**Position annotation records:**

** begin **

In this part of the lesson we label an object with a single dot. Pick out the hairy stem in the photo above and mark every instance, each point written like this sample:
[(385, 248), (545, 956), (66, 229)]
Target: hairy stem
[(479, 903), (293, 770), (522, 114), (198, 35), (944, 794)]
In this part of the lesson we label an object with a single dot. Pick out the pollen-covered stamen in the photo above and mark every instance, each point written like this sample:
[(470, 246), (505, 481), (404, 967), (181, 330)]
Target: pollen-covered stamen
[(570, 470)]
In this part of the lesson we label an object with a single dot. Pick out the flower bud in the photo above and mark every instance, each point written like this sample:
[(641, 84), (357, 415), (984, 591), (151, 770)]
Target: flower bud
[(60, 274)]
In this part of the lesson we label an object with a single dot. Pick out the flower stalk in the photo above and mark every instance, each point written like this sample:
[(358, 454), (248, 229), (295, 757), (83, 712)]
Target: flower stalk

** end **

**Task to carry out:**
Give back, exactly as written, the lines from the one with "out the pollen-covered" to the last line.

**Full response:**
In this part of the lesson we label an object with a single dot. Pick out the pollen-covered stamen in the photo above and mark every instance, each point written like this sample:
[(470, 246), (505, 481), (404, 967), (181, 330)]
Target: pollen-covered stamen
[(570, 470)]
In this part of the lesson we label an object with a single dot. Pick out the flower bud in the photo above and mark every instance, each point written like this sample:
[(641, 84), (357, 415), (984, 591), (151, 770)]
Target: flower bud
[(60, 274)]
In this part of the lesson we label an object with a single dot. Pick out the flower stalk in the photo above and mark every instance, each point written like this sample:
[(358, 454), (248, 229), (295, 757), (83, 712)]
Target: flower stalk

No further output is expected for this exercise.